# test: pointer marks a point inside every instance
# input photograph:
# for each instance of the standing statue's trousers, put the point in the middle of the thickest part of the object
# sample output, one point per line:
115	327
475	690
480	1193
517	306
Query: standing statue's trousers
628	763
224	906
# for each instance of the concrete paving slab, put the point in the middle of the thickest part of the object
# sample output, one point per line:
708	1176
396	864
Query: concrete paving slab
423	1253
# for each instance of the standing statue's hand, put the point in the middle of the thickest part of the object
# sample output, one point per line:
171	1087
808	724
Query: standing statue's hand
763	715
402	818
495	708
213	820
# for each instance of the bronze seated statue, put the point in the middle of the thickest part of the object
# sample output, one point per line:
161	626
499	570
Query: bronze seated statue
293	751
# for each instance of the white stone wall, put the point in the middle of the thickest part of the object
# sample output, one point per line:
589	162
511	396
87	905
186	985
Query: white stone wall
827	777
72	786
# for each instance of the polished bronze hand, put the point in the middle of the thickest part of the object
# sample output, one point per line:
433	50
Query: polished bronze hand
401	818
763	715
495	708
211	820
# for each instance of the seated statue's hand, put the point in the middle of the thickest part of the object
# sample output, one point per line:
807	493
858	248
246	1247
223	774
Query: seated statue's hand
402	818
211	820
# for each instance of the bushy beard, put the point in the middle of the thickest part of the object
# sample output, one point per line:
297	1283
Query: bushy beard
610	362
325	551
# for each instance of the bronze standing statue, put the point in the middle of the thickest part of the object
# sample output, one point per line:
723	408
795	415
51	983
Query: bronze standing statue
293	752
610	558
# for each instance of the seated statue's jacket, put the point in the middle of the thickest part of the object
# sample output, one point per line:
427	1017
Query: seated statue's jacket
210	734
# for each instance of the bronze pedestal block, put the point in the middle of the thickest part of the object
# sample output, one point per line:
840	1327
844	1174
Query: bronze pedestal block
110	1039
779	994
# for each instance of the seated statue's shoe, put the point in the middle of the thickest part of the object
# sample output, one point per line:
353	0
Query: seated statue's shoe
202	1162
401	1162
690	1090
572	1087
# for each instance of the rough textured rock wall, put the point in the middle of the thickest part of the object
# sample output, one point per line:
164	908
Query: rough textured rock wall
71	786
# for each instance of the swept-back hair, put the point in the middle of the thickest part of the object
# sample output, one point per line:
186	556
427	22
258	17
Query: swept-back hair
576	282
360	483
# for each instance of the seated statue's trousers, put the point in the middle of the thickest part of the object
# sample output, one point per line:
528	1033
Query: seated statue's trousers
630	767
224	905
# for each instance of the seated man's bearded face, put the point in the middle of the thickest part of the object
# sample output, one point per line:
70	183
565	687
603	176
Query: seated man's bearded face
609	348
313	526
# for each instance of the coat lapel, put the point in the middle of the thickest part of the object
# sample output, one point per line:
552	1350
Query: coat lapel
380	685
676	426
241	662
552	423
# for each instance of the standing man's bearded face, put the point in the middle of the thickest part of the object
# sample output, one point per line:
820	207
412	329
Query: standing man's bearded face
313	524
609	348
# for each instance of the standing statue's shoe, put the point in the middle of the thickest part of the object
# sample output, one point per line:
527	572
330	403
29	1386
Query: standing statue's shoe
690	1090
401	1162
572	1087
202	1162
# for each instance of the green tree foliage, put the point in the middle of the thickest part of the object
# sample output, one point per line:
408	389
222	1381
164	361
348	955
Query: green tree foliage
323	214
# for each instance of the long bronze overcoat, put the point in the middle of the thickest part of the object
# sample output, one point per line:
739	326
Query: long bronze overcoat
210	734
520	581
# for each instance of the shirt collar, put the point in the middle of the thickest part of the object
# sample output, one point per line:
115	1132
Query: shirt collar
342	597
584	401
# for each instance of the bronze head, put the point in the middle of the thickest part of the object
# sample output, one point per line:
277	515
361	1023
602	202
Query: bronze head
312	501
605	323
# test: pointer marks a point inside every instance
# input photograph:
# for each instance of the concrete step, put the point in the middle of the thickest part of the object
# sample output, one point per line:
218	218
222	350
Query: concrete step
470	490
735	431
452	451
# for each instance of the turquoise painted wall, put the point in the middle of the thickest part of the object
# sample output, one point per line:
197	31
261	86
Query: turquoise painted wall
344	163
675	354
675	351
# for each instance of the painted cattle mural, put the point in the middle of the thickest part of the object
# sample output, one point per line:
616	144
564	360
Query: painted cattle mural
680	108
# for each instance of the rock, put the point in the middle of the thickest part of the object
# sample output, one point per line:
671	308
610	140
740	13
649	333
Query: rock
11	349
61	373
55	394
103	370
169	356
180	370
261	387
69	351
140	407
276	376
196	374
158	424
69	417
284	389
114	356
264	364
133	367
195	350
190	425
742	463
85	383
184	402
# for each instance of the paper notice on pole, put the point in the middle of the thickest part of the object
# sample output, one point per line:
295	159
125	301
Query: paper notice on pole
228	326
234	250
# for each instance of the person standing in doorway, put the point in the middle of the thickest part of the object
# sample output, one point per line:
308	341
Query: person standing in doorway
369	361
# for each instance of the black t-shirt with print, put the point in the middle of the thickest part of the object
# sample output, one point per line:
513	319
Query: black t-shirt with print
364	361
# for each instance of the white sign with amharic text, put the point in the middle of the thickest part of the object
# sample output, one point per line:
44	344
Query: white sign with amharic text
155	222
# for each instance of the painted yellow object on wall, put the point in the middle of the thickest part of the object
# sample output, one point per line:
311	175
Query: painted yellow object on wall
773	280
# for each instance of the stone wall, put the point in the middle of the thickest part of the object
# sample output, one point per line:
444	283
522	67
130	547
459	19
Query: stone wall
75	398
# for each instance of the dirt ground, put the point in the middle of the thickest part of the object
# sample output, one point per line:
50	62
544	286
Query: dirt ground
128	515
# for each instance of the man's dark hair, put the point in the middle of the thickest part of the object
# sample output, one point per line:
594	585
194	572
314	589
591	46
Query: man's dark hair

******

• **INSTRUCTION**
Rewrite only the lines from the one containing "# for each instance of the white sign" through the end of the records, requests included. Multiply every point coordinate in the answers by 1.05 and round to whole numbers, with halves rounded up. Leave all numbers in the requests and their sample outputs unchanged.

• **OUTPUT FOR THIS TASK**
# for each instance of the white sign with amharic text, put the point in the middle of the thickest part of the object
# sample output, one point per line:
44	344
Query: white sign with amharic text
163	233
# for each instance of the painted yellow object on wall, put the point in the middle of the thickest part of the object
# sample output, one point per line:
311	175
Query: painted yellow object on wall
812	294
# for each instance of the stone wall, put the point in the middle of the thickest part of the object
# sample output, one point per line:
444	283
522	67
130	547
459	19
Query: stone wall
79	418
# for each instance of the dirt ground, put the point in the middle of the thickest part of the object
# sample output, one point per line:
50	62
544	286
Query: dirt ground
134	541
# for each instance of the man's dark hair, put the point in the middle of the thickest part of the object
# sample output, one point per line:
594	585
194	572
314	589
591	46
Query: man's dark hair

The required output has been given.